*Task prompt*: Lines in which "long" appears should be pulled from the data below.

*Material provided*:
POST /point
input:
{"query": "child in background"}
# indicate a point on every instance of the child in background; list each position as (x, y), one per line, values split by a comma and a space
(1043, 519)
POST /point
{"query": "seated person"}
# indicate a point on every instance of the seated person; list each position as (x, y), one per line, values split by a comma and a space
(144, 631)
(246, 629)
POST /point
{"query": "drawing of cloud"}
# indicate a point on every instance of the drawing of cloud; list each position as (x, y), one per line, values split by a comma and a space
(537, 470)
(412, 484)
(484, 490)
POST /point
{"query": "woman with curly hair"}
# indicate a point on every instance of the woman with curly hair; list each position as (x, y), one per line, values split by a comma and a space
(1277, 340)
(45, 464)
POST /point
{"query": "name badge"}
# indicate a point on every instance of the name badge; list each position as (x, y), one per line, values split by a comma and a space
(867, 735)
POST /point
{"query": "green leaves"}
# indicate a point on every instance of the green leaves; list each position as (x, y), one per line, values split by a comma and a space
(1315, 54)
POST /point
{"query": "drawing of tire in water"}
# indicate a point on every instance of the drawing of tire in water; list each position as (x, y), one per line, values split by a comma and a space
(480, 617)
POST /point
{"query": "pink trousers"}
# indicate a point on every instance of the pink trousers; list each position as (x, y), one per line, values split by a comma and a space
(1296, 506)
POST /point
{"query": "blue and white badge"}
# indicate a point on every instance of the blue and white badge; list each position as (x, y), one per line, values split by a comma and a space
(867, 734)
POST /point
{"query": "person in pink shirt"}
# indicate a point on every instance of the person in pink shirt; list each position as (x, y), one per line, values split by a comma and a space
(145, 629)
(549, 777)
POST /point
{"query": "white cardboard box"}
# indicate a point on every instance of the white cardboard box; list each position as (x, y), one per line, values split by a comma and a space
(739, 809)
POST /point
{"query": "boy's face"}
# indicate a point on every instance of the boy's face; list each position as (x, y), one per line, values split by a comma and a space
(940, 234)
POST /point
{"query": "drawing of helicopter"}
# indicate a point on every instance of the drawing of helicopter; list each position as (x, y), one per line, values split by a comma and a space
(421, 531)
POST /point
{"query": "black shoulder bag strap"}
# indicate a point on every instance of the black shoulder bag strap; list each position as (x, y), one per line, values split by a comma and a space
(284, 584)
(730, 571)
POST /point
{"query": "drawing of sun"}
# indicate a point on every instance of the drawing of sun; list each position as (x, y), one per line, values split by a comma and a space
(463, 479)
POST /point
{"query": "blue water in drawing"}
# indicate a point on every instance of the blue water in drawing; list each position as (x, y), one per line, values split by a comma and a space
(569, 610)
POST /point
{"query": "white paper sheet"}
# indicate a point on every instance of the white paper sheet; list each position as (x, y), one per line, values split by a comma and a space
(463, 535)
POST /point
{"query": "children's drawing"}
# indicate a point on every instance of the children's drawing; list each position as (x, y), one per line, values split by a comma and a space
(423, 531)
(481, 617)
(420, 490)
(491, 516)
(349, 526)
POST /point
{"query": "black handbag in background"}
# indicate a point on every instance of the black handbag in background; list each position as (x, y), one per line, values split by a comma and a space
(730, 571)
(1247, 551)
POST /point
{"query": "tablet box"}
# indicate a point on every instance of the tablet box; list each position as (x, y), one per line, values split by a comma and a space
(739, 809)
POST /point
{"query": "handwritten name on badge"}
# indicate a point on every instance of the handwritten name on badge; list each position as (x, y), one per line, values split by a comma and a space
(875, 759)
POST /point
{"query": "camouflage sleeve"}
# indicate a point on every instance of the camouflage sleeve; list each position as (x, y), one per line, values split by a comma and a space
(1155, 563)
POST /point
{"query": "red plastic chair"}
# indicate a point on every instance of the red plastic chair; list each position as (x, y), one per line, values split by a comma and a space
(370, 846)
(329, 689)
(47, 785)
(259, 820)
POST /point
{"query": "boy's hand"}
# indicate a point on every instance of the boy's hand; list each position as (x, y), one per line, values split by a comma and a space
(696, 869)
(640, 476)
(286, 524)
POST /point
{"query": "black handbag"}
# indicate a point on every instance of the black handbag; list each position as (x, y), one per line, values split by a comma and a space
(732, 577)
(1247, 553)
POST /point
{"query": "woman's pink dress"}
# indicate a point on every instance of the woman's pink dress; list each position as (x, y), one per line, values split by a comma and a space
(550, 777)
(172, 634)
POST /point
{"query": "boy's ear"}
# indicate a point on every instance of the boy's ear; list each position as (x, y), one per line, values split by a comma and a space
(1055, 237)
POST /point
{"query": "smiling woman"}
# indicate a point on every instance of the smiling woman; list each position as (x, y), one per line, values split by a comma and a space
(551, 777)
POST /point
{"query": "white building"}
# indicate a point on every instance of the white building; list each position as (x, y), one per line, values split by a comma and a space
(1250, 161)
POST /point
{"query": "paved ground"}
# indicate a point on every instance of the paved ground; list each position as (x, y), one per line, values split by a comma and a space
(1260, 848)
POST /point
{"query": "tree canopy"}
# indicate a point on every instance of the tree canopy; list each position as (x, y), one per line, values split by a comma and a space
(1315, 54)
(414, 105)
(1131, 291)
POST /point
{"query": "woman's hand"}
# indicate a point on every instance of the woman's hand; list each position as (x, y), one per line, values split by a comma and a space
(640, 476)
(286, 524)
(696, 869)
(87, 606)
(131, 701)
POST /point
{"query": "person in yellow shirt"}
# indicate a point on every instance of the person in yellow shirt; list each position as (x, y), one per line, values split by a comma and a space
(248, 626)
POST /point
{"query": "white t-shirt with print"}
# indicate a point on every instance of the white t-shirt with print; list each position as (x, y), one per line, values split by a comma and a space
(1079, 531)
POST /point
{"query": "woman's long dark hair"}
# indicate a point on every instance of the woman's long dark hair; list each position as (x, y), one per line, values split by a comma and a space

*Expected answer*:
{"query": "woman's long dark hair"}
# indicate a point on every instance of the woman's long dark hair; list each position as (x, y), one per line, values split by a comma and a space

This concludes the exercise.